▶ **Supplied material**
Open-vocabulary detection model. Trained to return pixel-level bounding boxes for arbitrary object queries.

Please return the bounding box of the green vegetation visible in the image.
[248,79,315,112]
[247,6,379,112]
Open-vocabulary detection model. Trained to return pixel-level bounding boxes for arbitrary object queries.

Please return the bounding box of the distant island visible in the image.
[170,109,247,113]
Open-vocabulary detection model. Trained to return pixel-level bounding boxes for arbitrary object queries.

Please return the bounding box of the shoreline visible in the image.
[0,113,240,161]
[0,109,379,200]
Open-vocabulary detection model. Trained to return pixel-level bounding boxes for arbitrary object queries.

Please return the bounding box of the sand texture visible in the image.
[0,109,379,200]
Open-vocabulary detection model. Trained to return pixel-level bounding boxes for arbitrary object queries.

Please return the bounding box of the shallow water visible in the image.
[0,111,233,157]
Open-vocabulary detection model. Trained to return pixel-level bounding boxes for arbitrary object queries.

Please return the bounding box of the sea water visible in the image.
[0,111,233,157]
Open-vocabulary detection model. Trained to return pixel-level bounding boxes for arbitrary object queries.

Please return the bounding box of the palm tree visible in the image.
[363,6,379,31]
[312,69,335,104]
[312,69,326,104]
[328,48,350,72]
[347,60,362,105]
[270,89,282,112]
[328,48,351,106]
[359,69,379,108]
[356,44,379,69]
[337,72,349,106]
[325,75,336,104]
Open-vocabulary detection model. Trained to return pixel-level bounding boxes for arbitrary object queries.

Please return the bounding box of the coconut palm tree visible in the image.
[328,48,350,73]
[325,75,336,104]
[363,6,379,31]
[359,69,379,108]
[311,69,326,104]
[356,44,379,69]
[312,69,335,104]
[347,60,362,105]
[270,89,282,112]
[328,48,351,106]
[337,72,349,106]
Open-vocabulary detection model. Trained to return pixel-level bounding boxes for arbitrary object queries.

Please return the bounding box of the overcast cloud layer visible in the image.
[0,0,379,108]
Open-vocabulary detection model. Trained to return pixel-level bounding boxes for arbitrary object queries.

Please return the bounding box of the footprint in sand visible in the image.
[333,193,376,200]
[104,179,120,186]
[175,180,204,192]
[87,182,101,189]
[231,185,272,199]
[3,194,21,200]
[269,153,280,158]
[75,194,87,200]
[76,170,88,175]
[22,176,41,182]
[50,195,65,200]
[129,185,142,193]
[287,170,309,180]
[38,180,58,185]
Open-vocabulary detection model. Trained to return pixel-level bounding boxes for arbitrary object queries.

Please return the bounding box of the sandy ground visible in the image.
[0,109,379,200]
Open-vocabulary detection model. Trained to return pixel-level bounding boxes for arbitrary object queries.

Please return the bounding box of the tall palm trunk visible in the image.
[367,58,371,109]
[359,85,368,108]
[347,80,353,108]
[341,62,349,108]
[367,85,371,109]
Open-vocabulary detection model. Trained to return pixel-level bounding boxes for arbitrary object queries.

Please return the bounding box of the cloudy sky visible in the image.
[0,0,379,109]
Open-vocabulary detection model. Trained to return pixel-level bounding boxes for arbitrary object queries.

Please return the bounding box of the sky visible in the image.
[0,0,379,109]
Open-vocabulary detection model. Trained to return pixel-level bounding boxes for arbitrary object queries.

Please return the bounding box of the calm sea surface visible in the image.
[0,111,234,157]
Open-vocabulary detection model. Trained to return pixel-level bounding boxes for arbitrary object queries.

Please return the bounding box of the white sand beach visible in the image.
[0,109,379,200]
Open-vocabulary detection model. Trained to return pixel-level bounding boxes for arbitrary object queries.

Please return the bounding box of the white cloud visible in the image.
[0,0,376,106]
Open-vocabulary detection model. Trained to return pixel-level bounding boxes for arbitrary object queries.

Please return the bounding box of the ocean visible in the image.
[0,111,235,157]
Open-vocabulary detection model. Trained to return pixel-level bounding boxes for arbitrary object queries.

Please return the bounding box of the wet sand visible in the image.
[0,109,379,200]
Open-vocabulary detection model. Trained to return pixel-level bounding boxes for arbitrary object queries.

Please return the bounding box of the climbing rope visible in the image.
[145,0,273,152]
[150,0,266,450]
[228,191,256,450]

...

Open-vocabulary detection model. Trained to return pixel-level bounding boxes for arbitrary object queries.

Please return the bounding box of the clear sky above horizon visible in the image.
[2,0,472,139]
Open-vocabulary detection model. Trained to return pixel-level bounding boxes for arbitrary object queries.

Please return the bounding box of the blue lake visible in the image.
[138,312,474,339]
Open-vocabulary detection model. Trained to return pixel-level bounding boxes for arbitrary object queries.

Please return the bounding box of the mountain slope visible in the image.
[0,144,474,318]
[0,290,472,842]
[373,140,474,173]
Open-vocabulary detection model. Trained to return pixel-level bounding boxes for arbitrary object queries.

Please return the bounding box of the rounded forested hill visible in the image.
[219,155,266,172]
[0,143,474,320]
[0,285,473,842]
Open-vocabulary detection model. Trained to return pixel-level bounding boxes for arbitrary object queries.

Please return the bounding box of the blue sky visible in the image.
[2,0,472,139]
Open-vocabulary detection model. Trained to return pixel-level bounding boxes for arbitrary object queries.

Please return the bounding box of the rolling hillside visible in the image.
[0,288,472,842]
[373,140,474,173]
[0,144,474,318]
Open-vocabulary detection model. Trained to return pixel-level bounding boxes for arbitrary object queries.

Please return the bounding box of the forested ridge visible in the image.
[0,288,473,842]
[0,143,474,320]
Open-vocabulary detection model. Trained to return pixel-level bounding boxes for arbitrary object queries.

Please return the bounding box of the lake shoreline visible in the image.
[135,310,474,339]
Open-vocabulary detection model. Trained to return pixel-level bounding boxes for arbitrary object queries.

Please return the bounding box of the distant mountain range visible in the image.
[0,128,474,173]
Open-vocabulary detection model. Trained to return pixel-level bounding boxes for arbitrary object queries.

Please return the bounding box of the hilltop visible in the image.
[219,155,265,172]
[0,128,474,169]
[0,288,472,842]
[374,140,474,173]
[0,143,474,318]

▶ **Problem description**
Locate each line in the records that includes the word "tree" and copy those lines. Case counts.

▶ **Written response**
Please return the bounding box of the palm tree visible in the image.
Please return the bounding box of the coconut palm tree visible in the image.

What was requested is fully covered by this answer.